Text segment
Questions for Students / Items of Interest:

Q1)    Do all the concrete weights weigh the same?  (pick them up directly)

Q2)    Do they all weigh the same when you use the pulleys? (use the washer/string to lift the weights)  Which one feels heaviest?  Lightest?

Q3)    Considering this, how far do you have to pull each string to lift the weight to the top of the pulley box?  How far do you have to pull the "heavy" weight string?   How far do you have to pull the "light" weight string?

For more advanced studies, one can look at how the concept of work comes into play in this demonstration.

Work is defined as motion in the direction of a force.  Work is done to pull the pulleys upward, as a student’s hand creates an upward force that lifts the weight.  This can be quantified in the formula:  Work = Force x Distance (W= Fd).   If we were to forgo the pulleys altogether, and lift the weights directly, we would expect that it would take the same amount of work to lift each pulley to the top of the pulley box.  Indeed, this is the case when lifting with the pulleys too.  The first arrangement involves a doubling of the applied force, but a halving of the distance needed to lift the weight.  The last arrangement is just the opposite, dividing the needed force by two, but requiring twice the pulling distance.  Each of these concrete weights has a mass of about one kilogram (about 10 Newtons of force), and the distance the weight must travel to reach the top of the box is around 10 centimeters, so let’s calculate the work done in each arrangement to lift the pulley to the top of the box.

For the first arrangement, the force felt is doubled, so a 20 Newton force must be applied by the student to lift the weight.  However, the distance the string must be pulled to lift the pulley to the top is halved, only 5 centimeters (0.05m). The work done:

W = Fd = (20 N) (0.05 m) = 1 Joule

For the middle arrangement, the distance and force applied are the same as lifting the weight directly; a 10 N force acting across 10 cm (0.1m):

W = Fd = (10 N) (0.1 m) = 1 Joule

The last arrangement is the opposite of the first, with a halved force (5 N) and a double distance (20 cm or 0.2 m).  The work done:

W = Fd = (5 N) (0.2 m ) = 1 Joule

The work done in each case, expressed in Joules (the metric unit of energy and work) is equal regardless of pulley arrangement.   This is an interesting look at mechanics.  While the amount of work done to accomplish a certain task (i.e. lifting a heavy weight) cannot be changed, the means of doing so certainly can, by using different combinations of forces and distances.  Other pulley arrangements (involving more than one pulley) would provide even great force or distance multiplications, creating more options for lifting the weight.  Let students consider other pulley arrangements.

Q4)  What other simple devices multiply or divide forces to accomplish a task, such as lifting a heavy object?

- Most commonly, the inclined plane and simple lever multiply and divide forces much in the same way a pulley does. By creating mechanical advantage, these devices allow humans to push a refrigerator up a ten foot high ramp, or remove a tightly threaded bolt with a wrench. Discuss other options.

Set exercise A
In the pulley lesson, roughly how much mass does each concrete weight have?
Set exercise B
Reproduce the pulley lesson word for word, everything from "Q1)    Do all" down to "feels heaviest?  Lightest?".
The entries that come next are separate material, unrelated to the pulley lesson.

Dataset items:

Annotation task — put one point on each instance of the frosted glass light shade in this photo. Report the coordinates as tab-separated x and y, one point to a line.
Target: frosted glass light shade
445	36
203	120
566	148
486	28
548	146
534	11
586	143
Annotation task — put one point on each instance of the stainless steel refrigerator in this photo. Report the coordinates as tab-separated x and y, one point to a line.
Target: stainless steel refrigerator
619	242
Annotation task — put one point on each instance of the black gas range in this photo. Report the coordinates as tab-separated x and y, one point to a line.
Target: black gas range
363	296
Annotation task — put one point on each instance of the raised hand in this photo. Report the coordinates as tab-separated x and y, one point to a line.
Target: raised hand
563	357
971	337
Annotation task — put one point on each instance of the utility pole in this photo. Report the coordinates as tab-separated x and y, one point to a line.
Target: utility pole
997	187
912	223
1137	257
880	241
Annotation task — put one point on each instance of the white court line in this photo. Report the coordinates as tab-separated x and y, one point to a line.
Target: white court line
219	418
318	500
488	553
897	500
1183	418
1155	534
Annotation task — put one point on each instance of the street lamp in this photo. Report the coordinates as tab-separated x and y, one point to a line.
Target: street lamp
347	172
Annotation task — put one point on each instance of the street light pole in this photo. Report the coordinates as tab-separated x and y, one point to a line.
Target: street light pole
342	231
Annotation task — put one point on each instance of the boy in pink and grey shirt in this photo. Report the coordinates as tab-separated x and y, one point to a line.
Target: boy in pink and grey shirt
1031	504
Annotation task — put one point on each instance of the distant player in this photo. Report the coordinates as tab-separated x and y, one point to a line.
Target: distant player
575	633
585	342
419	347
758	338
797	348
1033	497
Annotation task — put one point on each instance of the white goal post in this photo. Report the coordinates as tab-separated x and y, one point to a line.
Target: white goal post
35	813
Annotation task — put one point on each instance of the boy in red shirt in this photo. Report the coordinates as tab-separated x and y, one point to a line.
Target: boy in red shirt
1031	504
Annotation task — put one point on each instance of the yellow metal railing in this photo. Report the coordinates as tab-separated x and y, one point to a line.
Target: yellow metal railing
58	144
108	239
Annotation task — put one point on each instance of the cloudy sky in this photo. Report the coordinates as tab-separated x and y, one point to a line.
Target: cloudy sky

Correct output A
About one kilogram.

Correct output B
Q1)    Do all the concrete weights weigh the same?  (pick them up directly)

Q2)    Do they all weigh the same when you use the pulleys? (use the washer/string to lift the weights)  Which one feels heaviest?  Lightest?